__SUPPLIED INFORMATION__
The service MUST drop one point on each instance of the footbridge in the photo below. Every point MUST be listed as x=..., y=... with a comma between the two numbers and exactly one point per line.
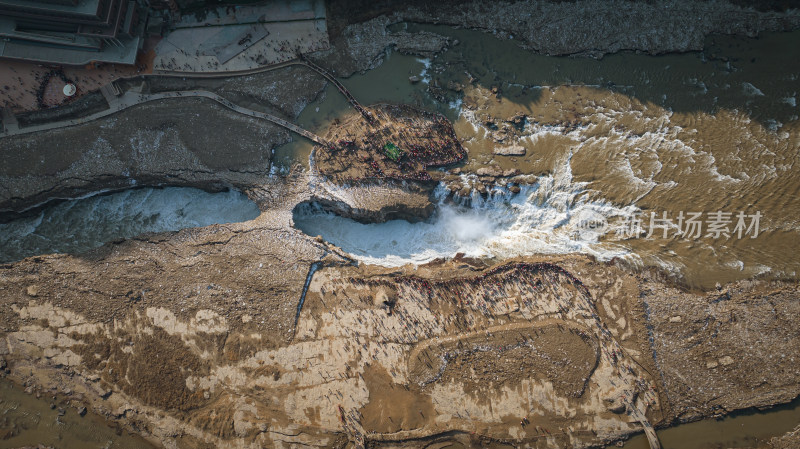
x=308, y=63
x=649, y=431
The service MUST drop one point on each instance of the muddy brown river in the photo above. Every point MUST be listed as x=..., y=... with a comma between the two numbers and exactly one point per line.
x=707, y=142
x=709, y=138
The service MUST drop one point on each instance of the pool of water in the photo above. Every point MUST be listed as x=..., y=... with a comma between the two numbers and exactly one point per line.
x=78, y=225
x=553, y=215
x=27, y=421
x=746, y=429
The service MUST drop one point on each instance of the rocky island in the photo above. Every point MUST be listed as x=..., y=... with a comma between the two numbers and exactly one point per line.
x=531, y=323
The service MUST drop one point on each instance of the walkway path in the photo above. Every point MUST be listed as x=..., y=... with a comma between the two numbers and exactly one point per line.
x=649, y=431
x=130, y=99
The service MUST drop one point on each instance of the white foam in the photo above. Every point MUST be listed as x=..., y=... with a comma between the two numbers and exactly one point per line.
x=548, y=217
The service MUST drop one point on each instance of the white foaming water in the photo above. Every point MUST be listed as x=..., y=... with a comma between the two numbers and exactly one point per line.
x=551, y=216
x=78, y=225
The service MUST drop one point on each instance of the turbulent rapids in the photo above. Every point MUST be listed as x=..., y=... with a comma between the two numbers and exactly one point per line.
x=554, y=215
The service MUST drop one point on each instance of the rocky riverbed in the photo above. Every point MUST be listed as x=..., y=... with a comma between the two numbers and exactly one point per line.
x=255, y=334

__PROBLEM TO SOLVE__
Repeat each entry above exactly, passing over any images.

__SOLUTION TO THIS PROBLEM__
The service MUST drop one point on each instance of the footbridge in the photo below. Every point MUST be listed as x=..., y=... with a comma between the two numbers and exactly one point per line.
x=308, y=63
x=649, y=431
The service MUST drop one point on each instance of the muddy brown river in the photo above. Every point MUST be listed as x=..., y=... with a comma between the two numbers and exactly one point per line.
x=707, y=142
x=709, y=138
The service MUST drop one point on each instance of the pool of water in the photo above. Every point MUST be listed as x=..., y=... with a comma between the two numbers and exactly one point per line.
x=78, y=225
x=553, y=215
x=27, y=421
x=746, y=429
The service MUST drop one point on each instance of the rocky island in the photo above. Every point MUST be listed as x=..., y=... with a comma between the two numbers and exactly one point per line.
x=531, y=323
The service MUST drop one point on each instance of the walkway path in the photo above. Every point MUST be listed as x=..., y=... with a comma between the two numbers and exactly one point per line.
x=649, y=431
x=130, y=99
The service MUST drop one point on each instance of the white foam in the photo above. Every point MUST be listed as x=..., y=... with a comma between the two numbers and exactly one point per line.
x=548, y=217
The service MUST drop one point on each instance of the white foaming water in the photo above. Every point MUST be listed as x=..., y=... with a comma between the two numbers and exactly one point per line.
x=551, y=216
x=78, y=225
The service MUST drop one point on each instance of the turbulent rapids in the photo above. Every point MUST be listed as x=..., y=... with a comma between the two numbers and exactly one point per line.
x=554, y=215
The service MUST drop one point on each instance of the rocky riverbed in the photo above. Every point MUST be listed as x=..., y=... with a comma between the two numbers and exactly one point per line.
x=255, y=334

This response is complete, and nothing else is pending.